**DATA RECORDS**.
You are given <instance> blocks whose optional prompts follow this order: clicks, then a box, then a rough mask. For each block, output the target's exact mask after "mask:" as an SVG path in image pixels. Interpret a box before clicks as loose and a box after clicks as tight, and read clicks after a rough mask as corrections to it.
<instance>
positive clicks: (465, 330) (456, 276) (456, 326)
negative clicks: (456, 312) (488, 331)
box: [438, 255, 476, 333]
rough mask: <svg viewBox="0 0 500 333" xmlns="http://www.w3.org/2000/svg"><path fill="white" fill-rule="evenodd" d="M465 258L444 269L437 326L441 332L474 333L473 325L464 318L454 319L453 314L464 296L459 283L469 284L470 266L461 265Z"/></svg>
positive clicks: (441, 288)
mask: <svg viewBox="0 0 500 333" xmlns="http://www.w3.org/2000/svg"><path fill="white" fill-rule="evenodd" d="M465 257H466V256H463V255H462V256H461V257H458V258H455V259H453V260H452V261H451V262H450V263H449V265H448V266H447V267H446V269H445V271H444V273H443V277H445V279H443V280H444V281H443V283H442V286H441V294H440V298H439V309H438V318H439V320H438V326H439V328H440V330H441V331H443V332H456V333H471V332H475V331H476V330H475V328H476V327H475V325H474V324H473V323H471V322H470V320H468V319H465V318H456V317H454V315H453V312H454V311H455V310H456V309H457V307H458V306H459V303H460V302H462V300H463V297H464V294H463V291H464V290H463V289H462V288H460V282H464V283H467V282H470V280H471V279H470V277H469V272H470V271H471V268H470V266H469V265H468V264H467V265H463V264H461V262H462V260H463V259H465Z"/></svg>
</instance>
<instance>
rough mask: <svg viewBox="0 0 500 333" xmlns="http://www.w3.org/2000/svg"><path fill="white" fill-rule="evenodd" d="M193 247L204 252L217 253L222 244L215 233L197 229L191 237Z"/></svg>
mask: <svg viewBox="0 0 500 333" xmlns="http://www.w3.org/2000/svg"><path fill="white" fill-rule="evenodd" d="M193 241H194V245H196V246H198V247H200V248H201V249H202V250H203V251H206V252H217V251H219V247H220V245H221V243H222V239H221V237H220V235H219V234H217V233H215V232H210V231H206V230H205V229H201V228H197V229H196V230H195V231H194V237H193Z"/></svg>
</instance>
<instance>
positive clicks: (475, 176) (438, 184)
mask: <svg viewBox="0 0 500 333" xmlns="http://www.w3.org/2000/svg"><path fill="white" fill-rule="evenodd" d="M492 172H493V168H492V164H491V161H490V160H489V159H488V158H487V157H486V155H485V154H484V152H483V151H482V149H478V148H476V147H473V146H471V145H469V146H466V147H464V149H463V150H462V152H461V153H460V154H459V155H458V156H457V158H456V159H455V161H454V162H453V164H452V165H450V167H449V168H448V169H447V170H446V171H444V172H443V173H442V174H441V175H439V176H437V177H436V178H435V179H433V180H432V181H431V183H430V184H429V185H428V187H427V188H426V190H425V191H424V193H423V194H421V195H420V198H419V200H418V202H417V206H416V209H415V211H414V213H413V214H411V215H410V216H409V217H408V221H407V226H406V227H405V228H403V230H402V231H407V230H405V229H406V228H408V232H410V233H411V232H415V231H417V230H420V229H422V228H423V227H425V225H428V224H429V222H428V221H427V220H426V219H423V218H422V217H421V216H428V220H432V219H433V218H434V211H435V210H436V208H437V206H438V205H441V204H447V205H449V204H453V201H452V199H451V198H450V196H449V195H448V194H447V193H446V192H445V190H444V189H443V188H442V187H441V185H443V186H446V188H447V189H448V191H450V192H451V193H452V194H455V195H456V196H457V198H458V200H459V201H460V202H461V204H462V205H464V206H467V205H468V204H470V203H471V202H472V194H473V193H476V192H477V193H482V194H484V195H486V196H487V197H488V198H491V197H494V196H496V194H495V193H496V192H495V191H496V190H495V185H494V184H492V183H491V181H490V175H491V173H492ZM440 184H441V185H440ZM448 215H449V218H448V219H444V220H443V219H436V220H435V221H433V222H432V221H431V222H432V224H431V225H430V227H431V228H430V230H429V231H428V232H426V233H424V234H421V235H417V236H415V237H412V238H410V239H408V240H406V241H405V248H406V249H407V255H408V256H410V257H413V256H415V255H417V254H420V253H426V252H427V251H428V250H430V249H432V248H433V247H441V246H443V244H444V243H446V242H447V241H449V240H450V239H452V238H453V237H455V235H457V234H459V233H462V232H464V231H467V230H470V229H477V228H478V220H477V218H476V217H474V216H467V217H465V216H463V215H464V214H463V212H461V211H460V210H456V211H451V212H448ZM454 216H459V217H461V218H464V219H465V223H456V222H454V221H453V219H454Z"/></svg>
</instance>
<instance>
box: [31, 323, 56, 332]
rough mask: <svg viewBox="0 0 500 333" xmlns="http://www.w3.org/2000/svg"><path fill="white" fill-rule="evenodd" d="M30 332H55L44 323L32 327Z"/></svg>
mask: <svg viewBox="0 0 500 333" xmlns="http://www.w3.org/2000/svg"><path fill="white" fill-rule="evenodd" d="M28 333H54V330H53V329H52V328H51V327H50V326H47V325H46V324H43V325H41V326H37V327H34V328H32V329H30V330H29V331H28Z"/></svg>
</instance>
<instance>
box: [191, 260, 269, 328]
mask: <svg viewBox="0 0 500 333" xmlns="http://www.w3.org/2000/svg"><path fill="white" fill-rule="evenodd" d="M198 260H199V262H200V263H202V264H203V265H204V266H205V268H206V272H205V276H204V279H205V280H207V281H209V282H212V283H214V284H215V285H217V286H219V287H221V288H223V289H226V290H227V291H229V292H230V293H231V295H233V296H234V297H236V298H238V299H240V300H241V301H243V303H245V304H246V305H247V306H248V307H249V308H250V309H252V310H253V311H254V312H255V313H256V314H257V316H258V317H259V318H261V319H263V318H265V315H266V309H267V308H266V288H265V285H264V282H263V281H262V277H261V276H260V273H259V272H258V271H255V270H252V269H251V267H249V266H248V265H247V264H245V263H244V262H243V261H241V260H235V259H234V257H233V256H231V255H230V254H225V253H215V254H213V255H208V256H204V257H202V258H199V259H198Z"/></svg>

**WHAT IS REQUIRED**.
Output the entries exactly. Leave nothing out.

**RESPONSE TO THE EXERCISE**.
You are given <instance> blocks whose optional prompts follow this order: clicks, then a box, then a rough mask. For each block, output the target's exact mask after "mask:" as an SVG path in image pixels. Interpret a box before clicks as loose and a box after clicks as tight, and read clicks after a rough mask as corrections to it.
<instance>
positive clicks: (465, 330) (456, 276) (456, 326)
negative clicks: (456, 312) (488, 331)
box: [438, 255, 476, 333]
rough mask: <svg viewBox="0 0 500 333" xmlns="http://www.w3.org/2000/svg"><path fill="white" fill-rule="evenodd" d="M465 258L444 269L437 326L441 332L474 333L473 325L464 318L454 319L453 314L464 296L459 283L469 284L470 266L461 265Z"/></svg>
positive clicks: (441, 288)
mask: <svg viewBox="0 0 500 333" xmlns="http://www.w3.org/2000/svg"><path fill="white" fill-rule="evenodd" d="M465 257H466V256H463V255H462V256H461V257H458V258H455V259H453V260H452V261H451V262H450V263H449V265H448V266H447V267H446V269H445V271H444V273H443V277H445V279H443V280H444V281H443V283H442V286H441V294H440V298H439V309H438V318H439V320H438V326H439V328H440V330H441V331H443V332H456V333H471V332H475V331H476V330H475V328H476V327H475V325H474V324H473V323H471V322H470V320H468V319H465V318H456V317H454V315H453V312H454V311H455V310H456V309H457V307H458V306H459V303H460V302H462V300H463V297H464V294H463V291H464V290H463V289H462V288H460V282H464V283H467V282H470V280H471V279H470V277H469V272H470V271H471V268H470V266H469V265H468V264H467V265H463V264H461V262H462V260H463V259H465Z"/></svg>
</instance>
<instance>
rough mask: <svg viewBox="0 0 500 333" xmlns="http://www.w3.org/2000/svg"><path fill="white" fill-rule="evenodd" d="M193 247L204 252L217 253L222 244L215 233L197 229L191 237Z"/></svg>
mask: <svg viewBox="0 0 500 333" xmlns="http://www.w3.org/2000/svg"><path fill="white" fill-rule="evenodd" d="M193 241H194V245H196V246H198V247H200V248H201V249H202V250H203V251H206V252H217V251H219V247H220V245H221V243H222V239H221V237H220V235H219V234H217V233H215V232H210V231H206V230H205V229H201V228H197V229H196V230H195V231H194V237H193Z"/></svg>
</instance>
<instance>
positive clicks: (475, 176) (438, 184)
mask: <svg viewBox="0 0 500 333" xmlns="http://www.w3.org/2000/svg"><path fill="white" fill-rule="evenodd" d="M492 172H493V168H492V164H491V161H490V160H489V159H488V158H487V157H486V155H485V154H484V152H483V151H482V149H478V148H476V147H473V146H471V145H469V146H466V147H464V149H463V150H462V152H461V153H460V154H459V155H458V156H457V158H456V159H455V161H454V162H453V164H452V165H450V167H449V168H448V169H447V170H446V171H444V172H443V173H442V174H441V175H439V176H437V177H436V178H435V179H433V180H432V181H431V183H430V184H429V185H428V187H427V188H426V190H425V191H424V193H423V194H421V195H420V198H419V200H418V202H417V206H416V209H415V211H414V213H413V214H411V215H410V216H409V217H408V221H407V226H406V227H405V228H403V230H402V231H407V230H405V229H406V228H408V232H410V233H411V232H415V231H417V230H420V229H422V228H423V227H425V225H428V224H429V222H428V221H427V220H426V219H423V218H422V217H421V216H428V220H432V219H433V218H434V211H435V210H436V208H437V206H438V205H441V204H447V205H449V204H453V201H452V199H451V198H450V196H449V195H448V194H447V193H446V192H445V190H444V189H443V188H442V187H441V185H443V186H446V188H447V189H448V191H450V192H451V193H452V194H455V195H456V196H457V198H458V200H459V201H460V202H461V204H462V205H464V206H467V205H468V204H470V203H471V202H472V194H473V193H476V192H477V193H482V194H484V195H486V196H487V197H488V198H491V197H494V196H496V194H495V193H496V192H495V191H496V190H495V185H494V184H492V183H491V181H490V175H491V173H492ZM440 184H441V185H440ZM448 215H449V218H448V219H444V220H443V219H436V220H435V221H433V222H432V221H431V222H432V224H431V225H430V227H431V228H430V230H429V231H428V232H426V233H424V234H421V235H417V236H415V237H412V238H410V239H408V240H406V241H405V248H406V249H407V255H408V256H410V257H413V256H415V255H417V254H420V253H426V252H427V251H428V250H430V249H432V248H433V247H441V246H443V244H444V243H446V242H447V241H449V240H450V239H452V238H453V237H455V235H457V234H459V233H462V232H464V231H467V230H470V229H477V228H478V220H477V218H476V217H474V216H467V217H465V216H463V215H464V214H463V212H461V211H460V210H456V211H451V212H448ZM454 216H459V217H461V218H464V219H465V223H456V222H454V221H453V219H454Z"/></svg>
</instance>
<instance>
box: [31, 323, 56, 332]
rough mask: <svg viewBox="0 0 500 333" xmlns="http://www.w3.org/2000/svg"><path fill="white" fill-rule="evenodd" d="M30 332H55L44 323L32 327Z"/></svg>
mask: <svg viewBox="0 0 500 333" xmlns="http://www.w3.org/2000/svg"><path fill="white" fill-rule="evenodd" d="M28 333H54V330H53V329H52V328H51V327H50V326H47V325H46V324H43V325H41V326H37V327H34V328H32V329H30V330H29V331H28Z"/></svg>
</instance>
<instance>
box: [191, 260, 269, 328]
mask: <svg viewBox="0 0 500 333" xmlns="http://www.w3.org/2000/svg"><path fill="white" fill-rule="evenodd" d="M198 260H199V262H200V263H202V264H203V265H204V266H205V268H206V272H205V276H204V279H205V280H207V281H209V282H212V283H214V284H215V285H217V286H219V287H221V288H223V289H226V290H227V291H229V292H230V293H231V295H233V296H234V297H236V298H238V299H240V300H241V301H243V303H245V304H246V305H247V306H248V307H249V308H250V309H252V310H253V311H254V312H255V313H256V314H257V316H258V317H259V318H261V319H263V318H265V315H266V309H267V308H266V288H265V285H264V282H263V281H262V277H261V276H260V273H259V272H258V271H255V270H252V269H251V267H249V266H248V265H247V264H245V263H244V262H243V261H241V260H235V259H234V257H233V256H231V255H230V254H225V253H215V254H213V255H208V256H204V257H202V258H199V259H198Z"/></svg>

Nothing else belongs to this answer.